▸ WORK INSTRUCTIONS:
Extract every line of the listing below that contains the word "woman". Matches must have the same capitalization.

Stored data entries
-------

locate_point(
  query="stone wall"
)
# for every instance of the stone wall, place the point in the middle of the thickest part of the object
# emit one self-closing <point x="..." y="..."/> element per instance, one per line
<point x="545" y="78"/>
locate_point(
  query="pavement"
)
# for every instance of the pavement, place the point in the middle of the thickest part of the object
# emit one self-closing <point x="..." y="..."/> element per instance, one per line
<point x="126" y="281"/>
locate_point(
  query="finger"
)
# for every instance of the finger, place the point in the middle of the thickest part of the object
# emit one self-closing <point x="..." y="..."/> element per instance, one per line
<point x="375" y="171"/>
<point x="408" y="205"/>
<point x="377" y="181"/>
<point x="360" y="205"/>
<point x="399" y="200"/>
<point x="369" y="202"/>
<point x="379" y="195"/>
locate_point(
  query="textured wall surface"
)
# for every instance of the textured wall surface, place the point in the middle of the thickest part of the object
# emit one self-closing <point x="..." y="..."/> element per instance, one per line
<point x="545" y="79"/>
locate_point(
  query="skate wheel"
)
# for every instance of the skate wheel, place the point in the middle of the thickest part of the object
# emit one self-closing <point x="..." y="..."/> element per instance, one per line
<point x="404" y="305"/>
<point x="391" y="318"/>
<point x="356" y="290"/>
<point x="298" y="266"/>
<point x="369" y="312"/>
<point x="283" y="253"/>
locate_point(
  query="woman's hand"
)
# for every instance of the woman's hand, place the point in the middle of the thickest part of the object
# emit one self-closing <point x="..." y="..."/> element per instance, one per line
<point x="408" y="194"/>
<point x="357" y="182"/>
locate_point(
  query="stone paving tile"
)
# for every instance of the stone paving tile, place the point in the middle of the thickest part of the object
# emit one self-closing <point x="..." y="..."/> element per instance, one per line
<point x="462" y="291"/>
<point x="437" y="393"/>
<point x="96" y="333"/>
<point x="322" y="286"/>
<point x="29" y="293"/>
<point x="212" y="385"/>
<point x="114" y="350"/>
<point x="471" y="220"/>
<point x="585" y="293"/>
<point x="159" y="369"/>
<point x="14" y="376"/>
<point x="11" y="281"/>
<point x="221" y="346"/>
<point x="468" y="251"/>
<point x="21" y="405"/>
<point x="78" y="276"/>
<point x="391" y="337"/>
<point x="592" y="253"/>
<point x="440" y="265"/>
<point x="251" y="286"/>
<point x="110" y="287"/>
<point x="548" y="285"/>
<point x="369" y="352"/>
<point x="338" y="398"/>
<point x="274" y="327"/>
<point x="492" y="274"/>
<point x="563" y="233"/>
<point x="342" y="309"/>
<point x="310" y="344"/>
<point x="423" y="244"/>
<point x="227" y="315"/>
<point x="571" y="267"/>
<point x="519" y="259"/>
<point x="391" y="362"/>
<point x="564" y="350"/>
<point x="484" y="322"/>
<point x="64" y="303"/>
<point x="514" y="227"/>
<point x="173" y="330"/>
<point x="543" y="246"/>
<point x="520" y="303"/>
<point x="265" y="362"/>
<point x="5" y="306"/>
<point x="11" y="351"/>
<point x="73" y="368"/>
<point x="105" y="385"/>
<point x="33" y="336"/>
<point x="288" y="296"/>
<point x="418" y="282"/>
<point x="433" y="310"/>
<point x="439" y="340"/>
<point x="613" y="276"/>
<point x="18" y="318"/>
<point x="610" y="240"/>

-------

▸ OUTPUT BELOW:
  query="woman's hand"
# for every instance of the woman's hand, place the point in the middle of the thickest part of the object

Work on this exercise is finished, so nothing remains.